:: Information supplied ::
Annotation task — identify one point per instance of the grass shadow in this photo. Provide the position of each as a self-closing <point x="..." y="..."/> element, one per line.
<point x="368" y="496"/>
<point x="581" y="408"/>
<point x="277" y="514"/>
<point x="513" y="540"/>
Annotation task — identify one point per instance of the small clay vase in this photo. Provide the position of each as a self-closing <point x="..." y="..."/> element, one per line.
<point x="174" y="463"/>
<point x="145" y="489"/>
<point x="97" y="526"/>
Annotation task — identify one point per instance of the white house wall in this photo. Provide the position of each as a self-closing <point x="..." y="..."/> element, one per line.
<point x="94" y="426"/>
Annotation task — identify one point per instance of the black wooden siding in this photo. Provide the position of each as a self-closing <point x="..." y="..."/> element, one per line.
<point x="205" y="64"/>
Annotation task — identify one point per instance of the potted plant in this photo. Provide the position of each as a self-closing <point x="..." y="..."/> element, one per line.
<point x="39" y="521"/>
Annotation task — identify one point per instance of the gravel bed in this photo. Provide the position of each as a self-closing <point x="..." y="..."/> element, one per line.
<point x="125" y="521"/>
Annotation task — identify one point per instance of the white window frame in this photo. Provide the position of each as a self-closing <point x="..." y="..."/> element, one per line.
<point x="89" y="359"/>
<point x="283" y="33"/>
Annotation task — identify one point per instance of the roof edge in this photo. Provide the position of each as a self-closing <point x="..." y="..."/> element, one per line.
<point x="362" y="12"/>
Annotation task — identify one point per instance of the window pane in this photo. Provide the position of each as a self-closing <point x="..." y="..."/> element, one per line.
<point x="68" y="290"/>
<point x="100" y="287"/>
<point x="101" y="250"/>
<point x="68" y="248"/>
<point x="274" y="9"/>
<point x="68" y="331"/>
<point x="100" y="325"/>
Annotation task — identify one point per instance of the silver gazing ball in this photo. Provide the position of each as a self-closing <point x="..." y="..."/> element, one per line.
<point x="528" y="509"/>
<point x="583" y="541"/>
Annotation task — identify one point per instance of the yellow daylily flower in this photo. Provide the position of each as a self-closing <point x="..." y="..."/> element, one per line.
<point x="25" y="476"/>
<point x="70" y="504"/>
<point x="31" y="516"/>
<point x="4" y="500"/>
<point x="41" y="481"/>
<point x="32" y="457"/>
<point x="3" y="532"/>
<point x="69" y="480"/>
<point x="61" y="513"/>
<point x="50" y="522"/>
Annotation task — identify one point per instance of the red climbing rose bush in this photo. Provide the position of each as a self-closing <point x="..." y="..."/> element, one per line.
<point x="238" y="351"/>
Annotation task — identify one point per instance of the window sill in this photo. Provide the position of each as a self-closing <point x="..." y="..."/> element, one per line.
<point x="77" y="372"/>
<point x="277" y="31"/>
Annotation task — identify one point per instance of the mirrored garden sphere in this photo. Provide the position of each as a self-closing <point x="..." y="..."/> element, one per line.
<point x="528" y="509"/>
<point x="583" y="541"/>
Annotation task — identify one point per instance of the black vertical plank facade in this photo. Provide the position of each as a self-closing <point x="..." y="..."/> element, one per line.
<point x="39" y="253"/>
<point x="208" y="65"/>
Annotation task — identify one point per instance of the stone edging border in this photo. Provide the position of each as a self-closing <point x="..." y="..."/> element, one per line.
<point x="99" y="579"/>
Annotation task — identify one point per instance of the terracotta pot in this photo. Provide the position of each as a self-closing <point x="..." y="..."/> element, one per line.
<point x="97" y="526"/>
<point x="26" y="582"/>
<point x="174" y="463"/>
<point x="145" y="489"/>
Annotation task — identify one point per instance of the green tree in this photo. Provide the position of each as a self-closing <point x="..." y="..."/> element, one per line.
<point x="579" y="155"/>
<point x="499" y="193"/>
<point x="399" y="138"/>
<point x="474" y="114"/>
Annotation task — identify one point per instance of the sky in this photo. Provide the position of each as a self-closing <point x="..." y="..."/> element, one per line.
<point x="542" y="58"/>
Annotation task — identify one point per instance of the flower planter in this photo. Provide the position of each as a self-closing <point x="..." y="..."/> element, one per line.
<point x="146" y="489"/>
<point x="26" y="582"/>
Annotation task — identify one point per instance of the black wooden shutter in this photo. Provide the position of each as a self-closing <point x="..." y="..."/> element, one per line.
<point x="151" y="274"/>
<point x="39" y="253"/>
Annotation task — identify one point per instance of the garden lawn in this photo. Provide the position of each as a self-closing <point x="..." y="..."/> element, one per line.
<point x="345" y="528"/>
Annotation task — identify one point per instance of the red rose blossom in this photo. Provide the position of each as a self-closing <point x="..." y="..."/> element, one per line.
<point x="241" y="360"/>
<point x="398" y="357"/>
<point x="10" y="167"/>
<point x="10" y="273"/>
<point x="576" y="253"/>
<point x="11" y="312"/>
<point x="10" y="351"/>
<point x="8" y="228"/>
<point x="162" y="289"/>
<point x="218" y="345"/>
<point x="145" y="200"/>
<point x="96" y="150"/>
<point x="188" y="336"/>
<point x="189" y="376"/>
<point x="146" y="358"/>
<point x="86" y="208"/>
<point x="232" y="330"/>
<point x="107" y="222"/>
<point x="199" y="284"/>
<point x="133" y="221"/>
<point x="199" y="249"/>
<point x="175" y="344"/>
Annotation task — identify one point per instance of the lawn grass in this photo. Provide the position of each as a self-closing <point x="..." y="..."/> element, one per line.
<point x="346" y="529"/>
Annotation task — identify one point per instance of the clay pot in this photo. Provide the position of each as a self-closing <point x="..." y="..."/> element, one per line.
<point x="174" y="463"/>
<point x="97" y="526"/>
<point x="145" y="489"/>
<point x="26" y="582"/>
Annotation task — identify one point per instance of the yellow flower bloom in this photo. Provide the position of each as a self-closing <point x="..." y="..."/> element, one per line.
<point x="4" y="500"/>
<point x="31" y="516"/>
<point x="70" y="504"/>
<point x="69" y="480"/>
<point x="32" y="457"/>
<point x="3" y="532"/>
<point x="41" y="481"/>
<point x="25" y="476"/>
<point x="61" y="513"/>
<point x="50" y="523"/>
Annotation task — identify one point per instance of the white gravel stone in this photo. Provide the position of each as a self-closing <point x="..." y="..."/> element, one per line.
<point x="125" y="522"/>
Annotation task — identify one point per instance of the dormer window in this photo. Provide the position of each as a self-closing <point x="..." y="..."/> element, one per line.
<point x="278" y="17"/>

:: Exercise objective ::
Return every line of the material exactly.

:: Solution ::
Annotation task — identify one point per instance of the grass shadow in this photo. Provide the position of each as a self-closing <point x="..." y="..."/> element, one per line.
<point x="368" y="496"/>
<point x="581" y="408"/>
<point x="277" y="514"/>
<point x="513" y="540"/>
Annotation task — identify one point per instance of the small clay vase in this photo. Provide the position of each as a self-closing <point x="..." y="..."/> element, one per line.
<point x="174" y="463"/>
<point x="145" y="489"/>
<point x="97" y="526"/>
Annotation task — identify one point per instance of the white house wall in this photo. Provide the position of each as a self-closing <point x="..." y="..."/> element, one per line.
<point x="94" y="426"/>
Annotation task — identify one point per instance of the black wooden siding in this photo. Provide the position of each as a self-closing <point x="..." y="..."/> element, one per line.
<point x="205" y="64"/>
Annotation task — identify one point per instance of the potted plant in this photo. Provide the position of each as a self-closing <point x="..." y="..."/> element, one per line.
<point x="39" y="521"/>
Annotation task — identify one point per instance of the gravel bed in this photo. Provide the position of each as a self-closing <point x="..." y="..."/> element, one per line.
<point x="125" y="521"/>
Annotation task — identify one point per instance of the white window frame in this photo. Provide the position of each as a self-closing <point x="..." y="..."/> element, one per line.
<point x="89" y="359"/>
<point x="283" y="33"/>
Annotation task — identify one point per instance of the roof edge in this photo. Provide the position of each as a self-closing <point x="..." y="..."/> element, one per line.
<point x="362" y="12"/>
Annotation task — identify one point per instance of the window pane in this photo. Provide the position of each as a self-closing <point x="..." y="..."/> element, one per line.
<point x="68" y="290"/>
<point x="100" y="287"/>
<point x="101" y="250"/>
<point x="68" y="248"/>
<point x="274" y="9"/>
<point x="68" y="331"/>
<point x="100" y="325"/>
Annotation task — identify one point per instance of the silver gazing ball in this photo. Provide the position of each as a self-closing <point x="..." y="..."/> element, one per line.
<point x="528" y="509"/>
<point x="583" y="541"/>
Annotation task — identify one point per instance of the yellow daylily flower in this photo. Provide the position of each as a self-closing <point x="..." y="..."/> element, one per line.
<point x="25" y="476"/>
<point x="70" y="504"/>
<point x="31" y="516"/>
<point x="4" y="500"/>
<point x="41" y="481"/>
<point x="32" y="457"/>
<point x="3" y="532"/>
<point x="69" y="480"/>
<point x="61" y="513"/>
<point x="50" y="522"/>
Annotation task — identify one point per instance of the red climbing rose bush in this photo. Provide the position of each as a self-closing <point x="..." y="..."/> element, one per line.
<point x="238" y="351"/>
Annotation task — identify one point per instance of the window sill in this photo. Provide the position of each as a self-closing <point x="..." y="..."/> element, one per line.
<point x="77" y="372"/>
<point x="277" y="31"/>
Annotation task — identify one point per instance of the mirrored garden sphere in this photo. Provide the position of each as a self-closing <point x="..." y="..."/> element, one per line.
<point x="528" y="509"/>
<point x="583" y="541"/>
Annotation task — identify one point per instance of the black vertical plank facade in this photo. Provide the position of each as a self-closing <point x="..." y="..."/> element, one per line.
<point x="39" y="253"/>
<point x="208" y="65"/>
Annotation task — identify one point per instance of the stone edging border in this photo. Provide the position of each as a self-closing <point x="..." y="..."/> element, one per line.
<point x="99" y="579"/>
Annotation task — identify one point per instance of the terracotta pot in this photo. Provide the position of each as a self-closing <point x="..." y="..."/> element, one per line.
<point x="97" y="526"/>
<point x="26" y="582"/>
<point x="174" y="463"/>
<point x="145" y="489"/>
Annotation task — identify one point per instance of the green tree in this photo. Provide the position of each as a self-closing <point x="..." y="..."/> element, one per line.
<point x="579" y="155"/>
<point x="499" y="193"/>
<point x="399" y="138"/>
<point x="474" y="114"/>
Annotation task — identify one point per instance of the sky in this photo. Provide the position of each as a self-closing <point x="..." y="..."/> element, one per line.
<point x="542" y="58"/>
Annotation task — identify one point per instance of the flower planter in this photo. Provide the position of each as a self-closing <point x="..." y="..."/> element, one per line.
<point x="146" y="489"/>
<point x="26" y="582"/>
Annotation task — identify one point per instance of the black wooden shutter in this photo. Provide the position of each as a self-closing <point x="..." y="..."/> element, one per line.
<point x="151" y="274"/>
<point x="39" y="253"/>
Annotation task — identify one point per instance of the garden lawn in this photo. Provide the position of each as a self-closing <point x="..." y="..."/> element, one per line.
<point x="345" y="528"/>
Annotation task — identify one point per instance of the red rose blossom in this photo. Provide the position of each as a self-closing <point x="..." y="..."/> element, one per line.
<point x="241" y="360"/>
<point x="398" y="357"/>
<point x="10" y="167"/>
<point x="10" y="273"/>
<point x="576" y="253"/>
<point x="11" y="312"/>
<point x="10" y="351"/>
<point x="8" y="228"/>
<point x="162" y="289"/>
<point x="218" y="345"/>
<point x="145" y="200"/>
<point x="96" y="150"/>
<point x="188" y="336"/>
<point x="189" y="376"/>
<point x="146" y="358"/>
<point x="86" y="208"/>
<point x="232" y="330"/>
<point x="107" y="222"/>
<point x="199" y="284"/>
<point x="133" y="221"/>
<point x="199" y="249"/>
<point x="175" y="344"/>
Annotation task — identify one point per instance of the lawn grass in this photo. Provide the position of each as a self-closing <point x="..." y="..."/> element, one per line.
<point x="346" y="529"/>
Annotation task — identify one point per instance of the clay pot in this photo. Provide the position of each as a self-closing <point x="..." y="..."/> element, one per line.
<point x="174" y="463"/>
<point x="97" y="526"/>
<point x="145" y="489"/>
<point x="26" y="582"/>
Annotation task — identify one point per instance of the yellow flower bloom in this photo. Provide the position of each as a self-closing <point x="..." y="..."/> element, one per line.
<point x="4" y="500"/>
<point x="31" y="516"/>
<point x="70" y="504"/>
<point x="69" y="480"/>
<point x="32" y="457"/>
<point x="3" y="532"/>
<point x="41" y="481"/>
<point x="25" y="476"/>
<point x="61" y="513"/>
<point x="50" y="523"/>
Annotation task — identify one point per instance of the white gravel stone in this photo. Provide the position of each as a self-closing <point x="..." y="..."/> element, one per line.
<point x="125" y="522"/>
Annotation task — identify one point per instance of the dormer window in this photo. Provide the position of each as a self-closing <point x="..." y="..."/> element, one per line.
<point x="278" y="17"/>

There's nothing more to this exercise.